> [Instructions to follow]: Write out all the entries word for word and omit any pictures.

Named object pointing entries
________
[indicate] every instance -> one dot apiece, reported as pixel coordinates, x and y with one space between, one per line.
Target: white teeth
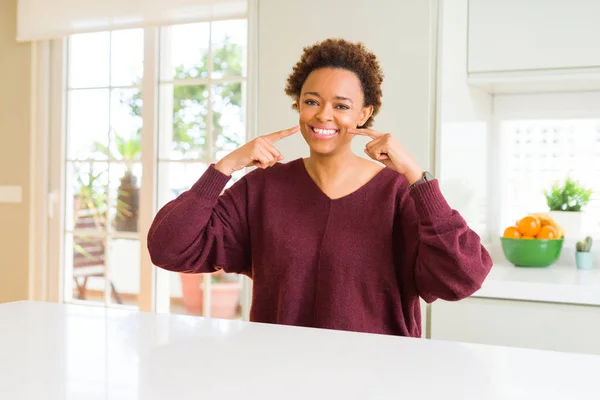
325 131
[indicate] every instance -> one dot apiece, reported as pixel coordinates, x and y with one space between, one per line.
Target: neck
330 168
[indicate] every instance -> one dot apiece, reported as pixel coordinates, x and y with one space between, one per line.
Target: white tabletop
50 351
556 283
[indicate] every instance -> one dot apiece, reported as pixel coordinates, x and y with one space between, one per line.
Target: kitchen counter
51 351
555 284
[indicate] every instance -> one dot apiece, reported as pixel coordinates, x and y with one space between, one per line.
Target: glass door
202 93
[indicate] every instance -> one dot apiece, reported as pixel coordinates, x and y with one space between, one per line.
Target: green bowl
531 252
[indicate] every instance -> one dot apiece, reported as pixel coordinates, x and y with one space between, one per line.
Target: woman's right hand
259 152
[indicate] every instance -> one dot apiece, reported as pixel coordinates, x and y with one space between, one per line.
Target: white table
50 351
555 284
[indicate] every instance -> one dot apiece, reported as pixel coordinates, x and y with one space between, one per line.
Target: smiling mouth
324 133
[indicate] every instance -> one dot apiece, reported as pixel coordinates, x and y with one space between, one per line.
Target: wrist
414 175
224 167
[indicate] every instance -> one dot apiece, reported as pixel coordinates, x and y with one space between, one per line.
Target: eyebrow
336 97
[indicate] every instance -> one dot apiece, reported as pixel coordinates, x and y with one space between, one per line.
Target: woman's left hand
386 149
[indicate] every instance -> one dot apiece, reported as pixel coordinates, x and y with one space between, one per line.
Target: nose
325 113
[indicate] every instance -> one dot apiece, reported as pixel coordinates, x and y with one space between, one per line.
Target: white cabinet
534 45
518 35
549 326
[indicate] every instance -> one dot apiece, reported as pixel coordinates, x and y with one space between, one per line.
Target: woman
334 240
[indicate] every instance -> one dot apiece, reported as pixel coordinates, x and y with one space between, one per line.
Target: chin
324 145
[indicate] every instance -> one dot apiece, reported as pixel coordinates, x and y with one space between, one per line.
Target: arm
451 264
201 230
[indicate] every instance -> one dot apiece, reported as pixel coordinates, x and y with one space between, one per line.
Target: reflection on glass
187 47
229 48
127 58
174 178
88 196
124 258
185 137
89 60
126 125
89 260
125 180
87 124
228 118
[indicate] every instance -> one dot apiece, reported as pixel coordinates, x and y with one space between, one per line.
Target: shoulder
393 182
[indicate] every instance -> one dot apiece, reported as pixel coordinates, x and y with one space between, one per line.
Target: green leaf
571 196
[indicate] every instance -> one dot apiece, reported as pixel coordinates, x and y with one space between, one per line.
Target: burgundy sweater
356 263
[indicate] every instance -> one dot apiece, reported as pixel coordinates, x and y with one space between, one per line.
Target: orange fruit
547 232
512 232
529 226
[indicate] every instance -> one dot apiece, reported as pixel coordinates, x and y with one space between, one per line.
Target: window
103 168
535 153
201 84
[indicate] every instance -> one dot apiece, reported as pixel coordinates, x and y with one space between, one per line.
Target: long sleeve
451 263
202 229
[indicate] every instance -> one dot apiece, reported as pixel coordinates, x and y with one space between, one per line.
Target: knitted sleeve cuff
429 200
211 183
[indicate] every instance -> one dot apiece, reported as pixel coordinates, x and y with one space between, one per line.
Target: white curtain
50 19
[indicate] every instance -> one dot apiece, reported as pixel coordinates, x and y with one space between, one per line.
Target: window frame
48 244
546 106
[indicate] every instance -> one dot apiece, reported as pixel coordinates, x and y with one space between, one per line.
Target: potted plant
125 149
584 256
566 203
225 293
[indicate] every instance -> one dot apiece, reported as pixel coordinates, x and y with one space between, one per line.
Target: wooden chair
89 252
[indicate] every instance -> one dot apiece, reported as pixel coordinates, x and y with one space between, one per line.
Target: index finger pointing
365 132
275 136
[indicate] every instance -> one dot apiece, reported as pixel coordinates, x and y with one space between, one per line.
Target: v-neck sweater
357 263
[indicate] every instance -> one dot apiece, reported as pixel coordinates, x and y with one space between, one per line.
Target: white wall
399 32
15 156
464 126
________
> [The response]:
[indicate] every instance -> one dot apiece, reported as pixel coordinates, x and y with one space between, one per line.
Target: white teeth
325 131
[indicate] every instance -> one dot apiece, reported as pixel coordinates, x and y with one space between, one per line.
Target: neck
330 168
[indicate] every instance -> one dot apiece, reported as pixel coordinates, x and y with one space between, one per line.
Target: white tabletop
50 351
556 283
[indicate] every instance -> one dot apiece, reported as pixel coordinates, x and y with one space between, one per line.
Target: kitchen counter
51 351
555 284
[indicate] every instance -> one dot apiece, reported as pixel coordinates, x and y with one space between, one per line.
Target: glass door
202 93
[indicate] every instance -> one dot apiece, reported as pixel coordinates, x and y with one space between, one per line.
Target: green bowl
531 252
[indicate] every instance -> one dot apiece, reported as pixel coordinates, x and y with one space between, one per line.
Target: woman's right hand
259 152
[indicate] every instance -> one dot apiece, reported as pixel coordinates, x and y with one space between, one per line.
Target: white table
50 351
555 284
[indicate] every instance -> one dot apiece, reported as pixel coordinates, x and y with one space between, one per line.
Target: smiling mouth
324 133
[indicate] every instance -> one dot apiece, reported as pixel coordinates, x and y with one space between, one per line.
Target: wrist
414 175
224 167
[indicate] every instance -> one dot apiece, reported as pixel coordinates, x and y with one space between, one per line.
Target: eyebrow
336 97
[indicate] every instance -> one dot apiece, reported as pixel coordinates, x and y with one space between, one per line.
Target: woman's left hand
386 149
[indicate] every instance -> one dot apiece, reported as pixel coordinates, x and y with one space between, one per line.
Target: nose
325 113
[indicate] every instance -> one dot apiece, reported as pixel coordinates, x and y with one space between, one per line.
Target: white cabinet
534 45
518 35
549 326
[indicate] every instance -> one dot apiece, reported as pixel coordinates, x and y with one space between, one per line.
Target: woman
334 240
[indicate] every instance -> one dot apiece, reported as pixel coordinates, x and y with one space between, one per line.
Target: chin
324 145
[indicate] every instance -> one dot apiece, reported as pixel coordinates, x and y with one space between, one per line.
Target: arm
451 264
201 230
[indicate] every instance -> one dot apiece, reported as pixel coordinates, x and y with one space between, one per line.
Target: reflection on glass
187 47
229 48
127 58
174 178
88 196
124 258
185 137
89 60
126 125
89 260
125 180
87 124
228 118
[indicate] every instance -> one dot apiece, reported as pixel coordinates, x and y with one space between, one per line.
Target: shoulder
393 182
[indicate] every instance -> one dot apiece, reported as pixel coordinates, x and y with one space between, one per line.
Target: green leaf
571 196
[indicate] every instance -> one dot apiece, reported as pixel coordinates, x and y with one space between, one per line.
Target: burgundy sweater
356 263
[indicate] every instance -> one dot apiece, reported as pixel coordinates, x and y with one space between, one per line.
Target: orange fruit
547 232
512 232
529 226
[indicate] every instance -> one dot apiece, reported as pixel coordinates, x and y with one space between, one per line.
Target: window
103 168
535 153
201 84
[indicate] every instance -> one dot apiece, reported as pixel coordinates, x and y with one space between, one per line.
Target: long sleeve
451 263
202 229
[indicate] every instance -> one dot apiece, reported as pixel coordinates, x and y with one space between, one per line.
Target: knitted sleeve cuff
429 200
211 183
[indicate] every instance -> one dot apiece, reported as pixel coordinates, x and y with one space between, one per line.
Target: white curtain
50 19
[indicate] every instance -> one dot apiece, reported as pixel coordinates, x and y with one space between, one per line.
Target: window frame
48 244
546 106
[indicate] every instance -> one dot apiece, reported as pixel coordinates, x and y with one space between, one per line.
Target: potted plant
125 149
584 256
566 203
225 293
[indicate] every instance -> one dot apiece, reported as pixel coordinates, x and y with one space between, one per line.
Target: wooden chair
89 252
[indicate] every instance -> one dot apiece, reported as pixel coordinates, x and y with one space between, one per line.
Target: index finger pointing
365 132
275 136
[indicate] every instance -> one dot apiece, reported as pixel coordinates, x and y with one space between, one per line.
Target: v-neck sweater
357 263
[indicate] every instance -> one dot apiece, reported as pixel coordinates, x and y with one space between, one per line.
Target: white wall
399 32
15 156
464 126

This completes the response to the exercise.